**** Material for this exercise

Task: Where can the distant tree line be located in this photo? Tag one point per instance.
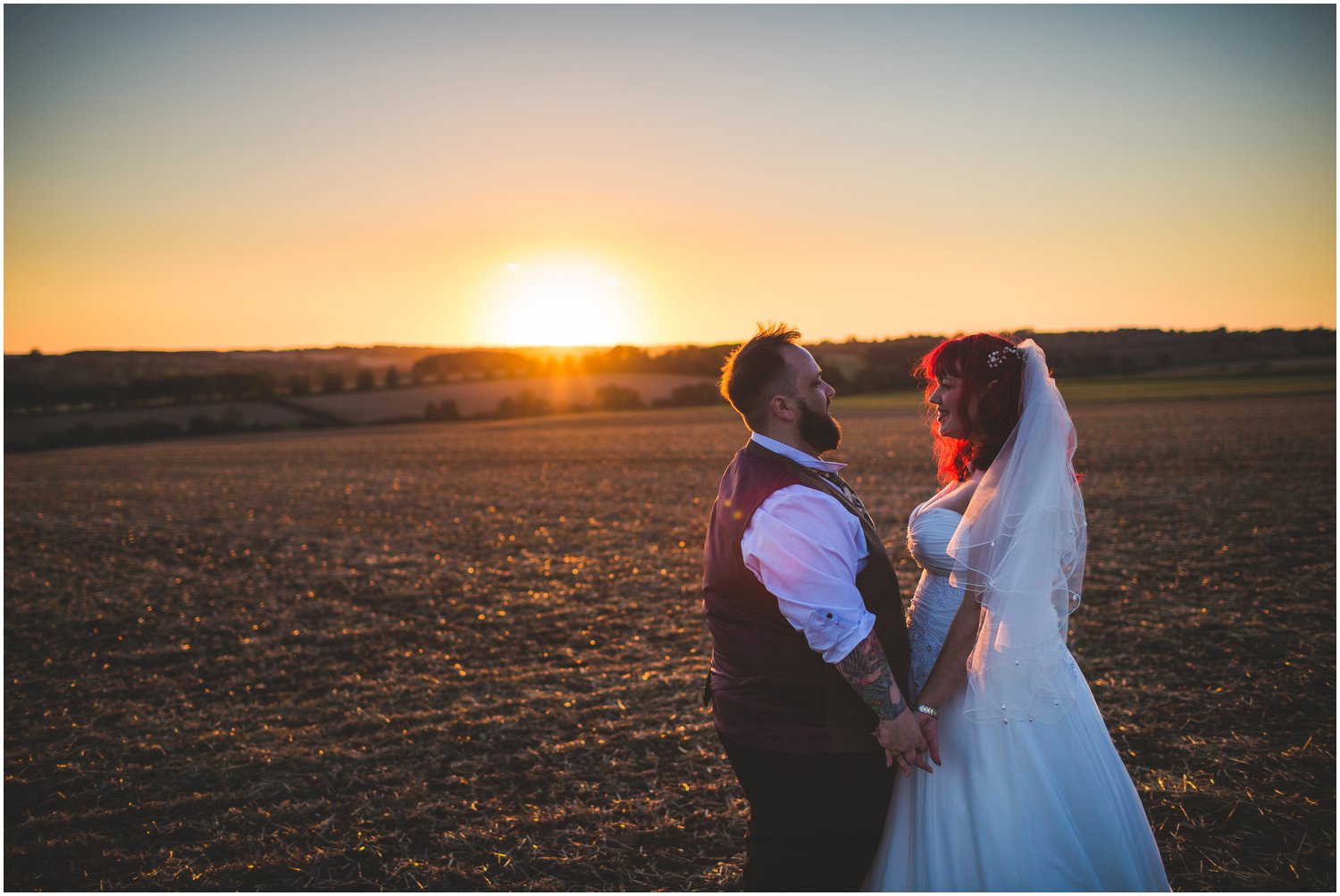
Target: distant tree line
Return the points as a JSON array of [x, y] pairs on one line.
[[43, 385]]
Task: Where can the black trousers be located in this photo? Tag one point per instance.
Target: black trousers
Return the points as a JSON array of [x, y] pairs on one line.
[[815, 820]]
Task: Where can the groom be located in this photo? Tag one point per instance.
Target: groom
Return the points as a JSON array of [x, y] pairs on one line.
[[809, 647]]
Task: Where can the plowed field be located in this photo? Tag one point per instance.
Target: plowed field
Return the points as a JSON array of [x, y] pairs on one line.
[[468, 657]]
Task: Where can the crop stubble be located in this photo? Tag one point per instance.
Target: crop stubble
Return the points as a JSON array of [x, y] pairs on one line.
[[469, 655]]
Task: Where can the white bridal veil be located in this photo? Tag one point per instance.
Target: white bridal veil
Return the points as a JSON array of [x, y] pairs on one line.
[[1020, 549]]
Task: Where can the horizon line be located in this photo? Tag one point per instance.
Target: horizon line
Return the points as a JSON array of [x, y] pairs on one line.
[[632, 345]]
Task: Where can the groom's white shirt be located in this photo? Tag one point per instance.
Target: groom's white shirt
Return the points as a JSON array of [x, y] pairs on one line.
[[807, 548]]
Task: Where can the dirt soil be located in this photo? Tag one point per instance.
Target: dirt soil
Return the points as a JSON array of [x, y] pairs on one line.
[[468, 657]]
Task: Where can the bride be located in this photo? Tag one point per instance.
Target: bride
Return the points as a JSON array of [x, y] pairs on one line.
[[1029, 793]]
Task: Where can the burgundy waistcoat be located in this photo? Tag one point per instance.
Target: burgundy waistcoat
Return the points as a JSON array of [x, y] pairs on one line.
[[769, 690]]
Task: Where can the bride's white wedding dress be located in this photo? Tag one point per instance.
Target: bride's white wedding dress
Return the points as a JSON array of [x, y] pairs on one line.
[[1015, 805]]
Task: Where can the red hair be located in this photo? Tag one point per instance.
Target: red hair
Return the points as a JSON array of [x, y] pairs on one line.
[[997, 409]]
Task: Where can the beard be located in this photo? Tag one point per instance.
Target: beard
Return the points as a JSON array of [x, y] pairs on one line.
[[819, 429]]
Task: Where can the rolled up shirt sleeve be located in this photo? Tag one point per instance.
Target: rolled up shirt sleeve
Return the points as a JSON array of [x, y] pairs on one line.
[[806, 548]]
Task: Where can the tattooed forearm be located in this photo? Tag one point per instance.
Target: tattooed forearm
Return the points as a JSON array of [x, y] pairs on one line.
[[866, 668]]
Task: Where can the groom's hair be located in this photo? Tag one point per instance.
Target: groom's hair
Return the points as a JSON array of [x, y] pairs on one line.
[[755, 373]]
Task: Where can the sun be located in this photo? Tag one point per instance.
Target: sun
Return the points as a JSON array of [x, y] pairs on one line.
[[559, 302]]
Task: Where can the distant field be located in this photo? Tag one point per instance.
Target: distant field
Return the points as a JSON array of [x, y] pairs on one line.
[[1142, 389], [468, 657], [482, 397]]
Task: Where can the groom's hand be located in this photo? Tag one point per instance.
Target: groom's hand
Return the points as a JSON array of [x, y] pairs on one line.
[[902, 741]]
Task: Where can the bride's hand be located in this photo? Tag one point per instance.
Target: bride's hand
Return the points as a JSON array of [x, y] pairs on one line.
[[930, 730]]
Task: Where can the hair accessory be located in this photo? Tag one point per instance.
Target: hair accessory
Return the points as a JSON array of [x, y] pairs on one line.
[[999, 356]]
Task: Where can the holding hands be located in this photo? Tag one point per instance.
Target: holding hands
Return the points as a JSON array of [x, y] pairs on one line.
[[903, 742]]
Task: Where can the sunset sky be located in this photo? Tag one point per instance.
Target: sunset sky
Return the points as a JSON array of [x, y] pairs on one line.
[[217, 177]]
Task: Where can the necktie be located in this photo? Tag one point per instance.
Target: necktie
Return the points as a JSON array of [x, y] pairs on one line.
[[846, 490]]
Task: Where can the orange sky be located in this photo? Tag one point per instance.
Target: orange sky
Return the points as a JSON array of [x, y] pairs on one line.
[[307, 176]]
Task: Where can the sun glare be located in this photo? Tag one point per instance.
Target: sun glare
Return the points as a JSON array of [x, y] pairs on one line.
[[559, 302]]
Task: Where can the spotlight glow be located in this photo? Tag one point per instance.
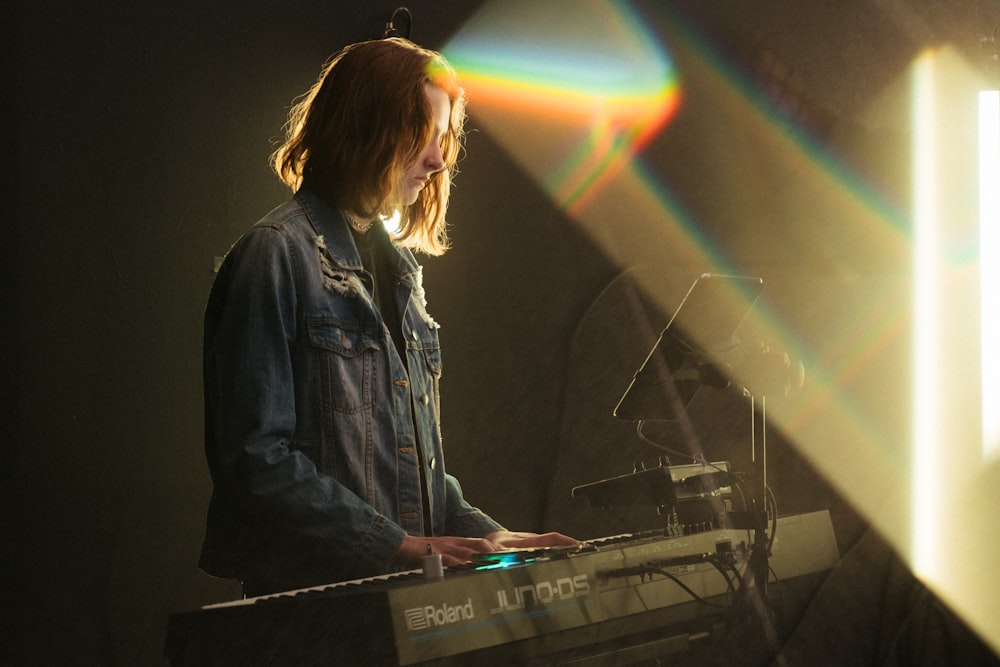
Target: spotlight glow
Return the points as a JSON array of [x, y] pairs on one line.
[[926, 309], [587, 79], [989, 265]]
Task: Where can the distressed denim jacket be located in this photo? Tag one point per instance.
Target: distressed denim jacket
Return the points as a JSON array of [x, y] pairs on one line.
[[315, 427]]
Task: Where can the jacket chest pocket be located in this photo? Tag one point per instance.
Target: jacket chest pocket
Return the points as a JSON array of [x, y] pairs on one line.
[[346, 357]]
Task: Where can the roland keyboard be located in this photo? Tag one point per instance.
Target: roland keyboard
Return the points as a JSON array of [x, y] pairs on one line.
[[527, 606]]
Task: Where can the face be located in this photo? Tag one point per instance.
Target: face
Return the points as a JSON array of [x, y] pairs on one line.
[[430, 161]]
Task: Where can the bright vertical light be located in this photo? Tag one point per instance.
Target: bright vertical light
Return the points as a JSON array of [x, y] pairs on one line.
[[989, 265], [926, 282]]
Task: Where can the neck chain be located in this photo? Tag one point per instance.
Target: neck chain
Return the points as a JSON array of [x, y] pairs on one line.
[[360, 227]]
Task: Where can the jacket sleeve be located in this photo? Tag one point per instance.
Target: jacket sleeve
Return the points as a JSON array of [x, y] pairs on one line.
[[284, 514], [462, 518]]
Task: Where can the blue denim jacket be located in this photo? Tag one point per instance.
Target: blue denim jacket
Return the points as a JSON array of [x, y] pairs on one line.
[[312, 421]]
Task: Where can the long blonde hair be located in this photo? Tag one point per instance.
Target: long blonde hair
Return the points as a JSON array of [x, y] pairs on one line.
[[353, 135]]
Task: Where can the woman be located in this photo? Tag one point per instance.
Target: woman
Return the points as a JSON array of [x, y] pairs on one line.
[[321, 363]]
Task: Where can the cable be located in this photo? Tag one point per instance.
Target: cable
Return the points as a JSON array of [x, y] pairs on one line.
[[390, 27]]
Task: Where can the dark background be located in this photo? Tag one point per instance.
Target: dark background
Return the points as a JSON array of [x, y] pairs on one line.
[[138, 137]]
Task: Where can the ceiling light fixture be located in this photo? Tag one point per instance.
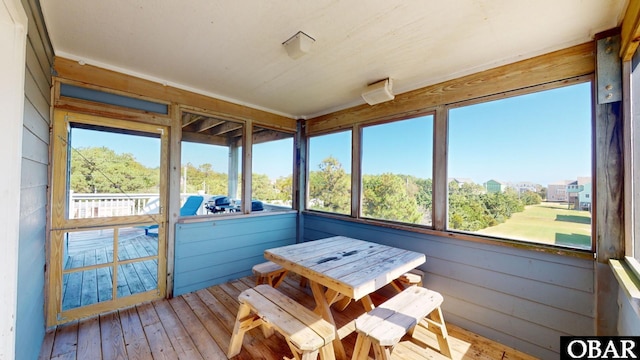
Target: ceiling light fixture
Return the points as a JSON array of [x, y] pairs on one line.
[[298, 45], [378, 92]]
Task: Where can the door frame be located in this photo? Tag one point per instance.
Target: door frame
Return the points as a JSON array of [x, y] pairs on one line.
[[60, 224]]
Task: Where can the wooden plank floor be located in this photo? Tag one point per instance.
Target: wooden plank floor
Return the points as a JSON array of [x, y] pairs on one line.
[[198, 325], [91, 286]]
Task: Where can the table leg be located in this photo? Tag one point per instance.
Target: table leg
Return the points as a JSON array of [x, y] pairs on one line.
[[323, 308], [367, 303]]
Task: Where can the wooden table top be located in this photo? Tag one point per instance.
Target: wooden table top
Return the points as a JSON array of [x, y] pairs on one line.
[[349, 266]]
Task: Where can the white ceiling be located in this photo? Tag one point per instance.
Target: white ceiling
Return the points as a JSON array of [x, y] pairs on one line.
[[232, 49]]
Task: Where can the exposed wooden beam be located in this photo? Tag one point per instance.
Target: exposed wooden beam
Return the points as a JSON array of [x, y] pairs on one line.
[[204, 139], [108, 79], [575, 61], [205, 124], [630, 30], [265, 135]]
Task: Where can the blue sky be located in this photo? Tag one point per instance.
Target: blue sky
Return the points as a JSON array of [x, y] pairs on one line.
[[542, 137]]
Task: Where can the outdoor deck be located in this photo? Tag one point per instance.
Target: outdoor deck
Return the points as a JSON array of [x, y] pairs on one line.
[[95, 285], [198, 325]]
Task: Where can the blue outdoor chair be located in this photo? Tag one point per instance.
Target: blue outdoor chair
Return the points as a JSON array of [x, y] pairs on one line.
[[189, 208]]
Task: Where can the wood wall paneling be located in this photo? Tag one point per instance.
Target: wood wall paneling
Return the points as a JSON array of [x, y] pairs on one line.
[[555, 66], [216, 251], [30, 324], [108, 79], [521, 298]]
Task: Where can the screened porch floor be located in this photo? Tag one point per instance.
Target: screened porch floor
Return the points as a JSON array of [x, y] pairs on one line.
[[198, 325]]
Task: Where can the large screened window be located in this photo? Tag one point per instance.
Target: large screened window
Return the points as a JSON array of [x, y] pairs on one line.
[[211, 163], [397, 170], [272, 177], [330, 173], [520, 168]]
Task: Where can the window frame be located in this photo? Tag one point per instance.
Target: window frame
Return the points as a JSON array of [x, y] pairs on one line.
[[523, 92], [439, 174]]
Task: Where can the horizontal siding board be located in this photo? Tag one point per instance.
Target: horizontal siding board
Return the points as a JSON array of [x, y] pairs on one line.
[[33, 148], [232, 243], [232, 227], [517, 307], [34, 174], [559, 297], [212, 252], [524, 346], [205, 259], [522, 298]]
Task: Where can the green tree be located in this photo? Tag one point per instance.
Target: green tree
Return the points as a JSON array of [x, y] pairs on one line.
[[284, 186], [330, 187], [262, 188], [386, 197], [530, 198], [102, 170]]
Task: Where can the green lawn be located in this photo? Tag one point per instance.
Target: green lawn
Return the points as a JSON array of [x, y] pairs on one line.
[[547, 223]]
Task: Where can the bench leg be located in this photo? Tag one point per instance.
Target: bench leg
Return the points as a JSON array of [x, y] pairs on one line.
[[441, 332], [382, 352], [361, 349], [241, 326], [327, 353], [277, 279]]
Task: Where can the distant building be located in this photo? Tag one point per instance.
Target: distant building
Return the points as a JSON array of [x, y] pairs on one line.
[[524, 186], [494, 186], [460, 181], [575, 192], [557, 192]]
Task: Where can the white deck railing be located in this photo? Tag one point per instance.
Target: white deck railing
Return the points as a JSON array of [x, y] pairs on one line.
[[82, 206]]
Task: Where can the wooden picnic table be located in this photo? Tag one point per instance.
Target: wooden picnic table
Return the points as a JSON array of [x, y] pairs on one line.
[[341, 269]]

********

**Task instructions**: Please rewrite the part of the records that opens with the line containing "Task: Where can the sun glare" and closes with the line containing "[[926, 309], [587, 79], [989, 265]]", keeping every line and leaving the pictures out. Increase each coordinate in the answers by 141, and give only that part.

**Solution to the exercise**:
Task: Where can the sun glare be located in this photo? Tag one point per instance.
Target: sun glare
Return the points as a JSON array of [x, y] pairs on one line.
[[700, 443]]
Task: Where can the spotlight glow be located in this photo? Tag one point per instance.
Target: spotlight glow
Return the points as a JSON array of [x, y] pairs on one line.
[[1067, 450], [728, 220], [1130, 406]]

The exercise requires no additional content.